Look through the data below and, wherever a line carries the word "boat", please copy that line.

Start of GIVEN DATA

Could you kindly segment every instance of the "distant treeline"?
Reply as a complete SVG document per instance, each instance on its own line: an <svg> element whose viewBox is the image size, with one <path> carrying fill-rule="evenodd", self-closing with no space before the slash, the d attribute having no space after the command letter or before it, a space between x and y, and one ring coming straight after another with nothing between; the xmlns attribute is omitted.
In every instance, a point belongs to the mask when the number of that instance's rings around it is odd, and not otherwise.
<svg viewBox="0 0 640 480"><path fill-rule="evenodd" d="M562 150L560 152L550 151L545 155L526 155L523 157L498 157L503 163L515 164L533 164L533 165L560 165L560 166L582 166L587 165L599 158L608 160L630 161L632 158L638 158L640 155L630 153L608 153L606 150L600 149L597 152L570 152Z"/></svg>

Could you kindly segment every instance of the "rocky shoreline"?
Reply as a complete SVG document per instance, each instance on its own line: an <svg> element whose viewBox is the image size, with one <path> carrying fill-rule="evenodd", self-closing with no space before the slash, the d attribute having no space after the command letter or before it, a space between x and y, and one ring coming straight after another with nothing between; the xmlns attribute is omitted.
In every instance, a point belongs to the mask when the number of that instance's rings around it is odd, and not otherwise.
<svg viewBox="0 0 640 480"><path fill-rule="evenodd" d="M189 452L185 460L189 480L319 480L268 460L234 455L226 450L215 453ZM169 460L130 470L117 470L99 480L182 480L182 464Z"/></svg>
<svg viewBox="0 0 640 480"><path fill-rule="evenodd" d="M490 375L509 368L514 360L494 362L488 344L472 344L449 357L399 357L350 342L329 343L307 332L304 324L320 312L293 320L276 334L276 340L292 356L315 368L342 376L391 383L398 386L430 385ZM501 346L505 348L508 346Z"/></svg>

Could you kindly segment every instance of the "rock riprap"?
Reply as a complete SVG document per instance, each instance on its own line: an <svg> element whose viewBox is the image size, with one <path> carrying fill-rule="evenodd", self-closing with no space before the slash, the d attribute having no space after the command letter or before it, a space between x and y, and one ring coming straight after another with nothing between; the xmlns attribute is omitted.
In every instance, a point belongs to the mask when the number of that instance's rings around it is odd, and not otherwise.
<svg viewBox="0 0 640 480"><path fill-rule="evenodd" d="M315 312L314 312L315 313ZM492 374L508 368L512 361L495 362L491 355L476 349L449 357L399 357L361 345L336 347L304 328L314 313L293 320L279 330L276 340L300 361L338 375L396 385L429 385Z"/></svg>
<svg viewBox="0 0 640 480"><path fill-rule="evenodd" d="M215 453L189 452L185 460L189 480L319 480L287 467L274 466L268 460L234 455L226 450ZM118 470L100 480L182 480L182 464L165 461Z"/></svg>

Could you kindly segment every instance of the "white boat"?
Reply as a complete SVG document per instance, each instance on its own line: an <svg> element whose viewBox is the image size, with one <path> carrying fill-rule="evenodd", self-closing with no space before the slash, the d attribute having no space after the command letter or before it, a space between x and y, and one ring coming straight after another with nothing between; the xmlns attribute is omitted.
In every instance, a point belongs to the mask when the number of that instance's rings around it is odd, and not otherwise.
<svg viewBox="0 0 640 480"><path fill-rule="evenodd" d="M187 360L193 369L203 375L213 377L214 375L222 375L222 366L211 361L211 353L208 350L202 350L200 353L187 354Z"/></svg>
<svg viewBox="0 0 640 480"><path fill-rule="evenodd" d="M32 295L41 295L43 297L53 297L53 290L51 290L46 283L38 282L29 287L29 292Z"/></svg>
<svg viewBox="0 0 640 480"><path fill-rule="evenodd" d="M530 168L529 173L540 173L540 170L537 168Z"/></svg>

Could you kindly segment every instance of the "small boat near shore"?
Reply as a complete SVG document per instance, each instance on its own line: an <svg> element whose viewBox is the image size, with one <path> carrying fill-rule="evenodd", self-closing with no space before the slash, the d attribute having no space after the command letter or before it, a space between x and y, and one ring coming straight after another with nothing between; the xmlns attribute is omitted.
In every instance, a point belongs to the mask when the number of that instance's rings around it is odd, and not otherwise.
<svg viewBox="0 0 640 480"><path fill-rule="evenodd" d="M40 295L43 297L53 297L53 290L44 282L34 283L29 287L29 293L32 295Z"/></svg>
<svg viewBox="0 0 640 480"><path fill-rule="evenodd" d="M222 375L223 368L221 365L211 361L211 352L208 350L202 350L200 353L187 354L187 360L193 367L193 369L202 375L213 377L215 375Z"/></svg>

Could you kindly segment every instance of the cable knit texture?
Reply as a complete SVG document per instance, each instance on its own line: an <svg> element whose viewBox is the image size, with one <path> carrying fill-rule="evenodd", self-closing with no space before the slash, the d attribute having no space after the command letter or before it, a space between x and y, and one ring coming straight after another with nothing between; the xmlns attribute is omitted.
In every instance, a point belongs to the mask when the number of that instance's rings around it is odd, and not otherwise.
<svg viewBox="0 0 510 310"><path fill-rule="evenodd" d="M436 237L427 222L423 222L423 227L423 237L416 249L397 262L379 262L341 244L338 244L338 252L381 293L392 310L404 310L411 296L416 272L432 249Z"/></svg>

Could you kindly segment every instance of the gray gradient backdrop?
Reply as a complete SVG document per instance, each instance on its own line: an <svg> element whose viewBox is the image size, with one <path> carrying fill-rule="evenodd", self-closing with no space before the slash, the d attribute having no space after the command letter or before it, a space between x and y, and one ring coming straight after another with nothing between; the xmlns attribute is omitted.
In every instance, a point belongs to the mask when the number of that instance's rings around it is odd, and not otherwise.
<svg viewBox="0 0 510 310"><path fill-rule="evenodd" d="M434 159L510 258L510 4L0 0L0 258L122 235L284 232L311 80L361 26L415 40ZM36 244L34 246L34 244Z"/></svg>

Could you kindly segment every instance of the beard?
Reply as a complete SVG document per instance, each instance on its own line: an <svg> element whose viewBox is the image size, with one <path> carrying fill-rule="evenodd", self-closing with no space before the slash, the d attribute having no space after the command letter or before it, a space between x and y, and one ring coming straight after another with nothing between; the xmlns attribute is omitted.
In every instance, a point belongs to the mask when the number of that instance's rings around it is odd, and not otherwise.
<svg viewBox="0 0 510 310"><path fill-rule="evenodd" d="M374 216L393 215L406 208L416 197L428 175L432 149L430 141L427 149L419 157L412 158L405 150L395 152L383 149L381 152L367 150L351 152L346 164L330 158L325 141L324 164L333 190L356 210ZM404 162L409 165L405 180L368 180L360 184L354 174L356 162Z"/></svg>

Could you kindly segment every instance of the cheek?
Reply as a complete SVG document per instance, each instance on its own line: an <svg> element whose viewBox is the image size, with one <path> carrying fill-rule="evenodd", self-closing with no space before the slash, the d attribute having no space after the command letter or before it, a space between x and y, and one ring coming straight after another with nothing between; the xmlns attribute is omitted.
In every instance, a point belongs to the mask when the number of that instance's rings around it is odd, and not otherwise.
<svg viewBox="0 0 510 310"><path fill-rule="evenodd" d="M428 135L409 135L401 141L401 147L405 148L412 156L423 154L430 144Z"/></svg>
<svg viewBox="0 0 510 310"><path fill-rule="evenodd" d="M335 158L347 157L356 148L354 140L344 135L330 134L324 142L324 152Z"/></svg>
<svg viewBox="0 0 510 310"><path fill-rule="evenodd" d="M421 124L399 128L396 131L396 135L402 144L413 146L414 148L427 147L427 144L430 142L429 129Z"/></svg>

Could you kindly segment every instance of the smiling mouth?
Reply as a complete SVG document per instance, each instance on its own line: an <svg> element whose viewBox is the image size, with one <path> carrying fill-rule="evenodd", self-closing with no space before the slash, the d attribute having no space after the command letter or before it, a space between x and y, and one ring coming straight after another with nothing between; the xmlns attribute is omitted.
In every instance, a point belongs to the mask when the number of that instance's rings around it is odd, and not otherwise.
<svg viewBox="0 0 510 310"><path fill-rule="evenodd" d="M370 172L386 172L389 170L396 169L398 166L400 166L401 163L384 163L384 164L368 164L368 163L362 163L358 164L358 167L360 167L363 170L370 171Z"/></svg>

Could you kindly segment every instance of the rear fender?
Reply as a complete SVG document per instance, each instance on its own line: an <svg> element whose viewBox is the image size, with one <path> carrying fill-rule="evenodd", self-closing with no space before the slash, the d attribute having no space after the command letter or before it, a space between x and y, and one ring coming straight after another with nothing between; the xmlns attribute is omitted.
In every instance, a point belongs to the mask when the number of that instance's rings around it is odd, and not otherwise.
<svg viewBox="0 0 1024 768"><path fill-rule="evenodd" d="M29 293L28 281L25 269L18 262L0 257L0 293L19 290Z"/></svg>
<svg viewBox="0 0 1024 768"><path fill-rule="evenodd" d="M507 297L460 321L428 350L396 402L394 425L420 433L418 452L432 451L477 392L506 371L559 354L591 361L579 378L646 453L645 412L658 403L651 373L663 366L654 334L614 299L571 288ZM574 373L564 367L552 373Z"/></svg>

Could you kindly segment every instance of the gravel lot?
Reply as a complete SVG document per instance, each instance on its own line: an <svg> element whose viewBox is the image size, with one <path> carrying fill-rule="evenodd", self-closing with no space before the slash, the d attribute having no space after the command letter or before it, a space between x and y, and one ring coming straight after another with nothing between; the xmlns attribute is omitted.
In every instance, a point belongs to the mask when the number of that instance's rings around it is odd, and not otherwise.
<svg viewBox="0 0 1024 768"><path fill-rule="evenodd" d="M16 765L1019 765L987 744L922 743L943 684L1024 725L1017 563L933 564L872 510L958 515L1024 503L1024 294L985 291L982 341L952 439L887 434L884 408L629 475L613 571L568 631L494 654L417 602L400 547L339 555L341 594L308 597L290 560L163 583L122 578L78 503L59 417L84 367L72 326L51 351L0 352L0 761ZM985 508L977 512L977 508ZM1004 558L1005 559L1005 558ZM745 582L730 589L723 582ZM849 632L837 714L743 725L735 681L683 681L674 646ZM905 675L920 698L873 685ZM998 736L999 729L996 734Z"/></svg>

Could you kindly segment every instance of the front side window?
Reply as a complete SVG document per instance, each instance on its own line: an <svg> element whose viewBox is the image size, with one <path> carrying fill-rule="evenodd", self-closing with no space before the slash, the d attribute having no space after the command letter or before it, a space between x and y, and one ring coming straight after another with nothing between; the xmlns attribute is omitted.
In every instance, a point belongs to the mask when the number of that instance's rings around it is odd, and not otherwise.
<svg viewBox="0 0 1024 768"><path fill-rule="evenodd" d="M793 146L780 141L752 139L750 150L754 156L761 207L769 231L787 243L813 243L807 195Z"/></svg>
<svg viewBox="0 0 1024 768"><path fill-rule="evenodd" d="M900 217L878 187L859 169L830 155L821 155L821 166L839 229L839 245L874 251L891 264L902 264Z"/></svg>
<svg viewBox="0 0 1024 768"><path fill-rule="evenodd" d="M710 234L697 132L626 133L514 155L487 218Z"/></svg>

End of GIVEN DATA

(PROBLEM SOLUTION)
Could you kindly segment every instance of the "white boat"?
Could you kindly segment every instance of the "small boat near shore"?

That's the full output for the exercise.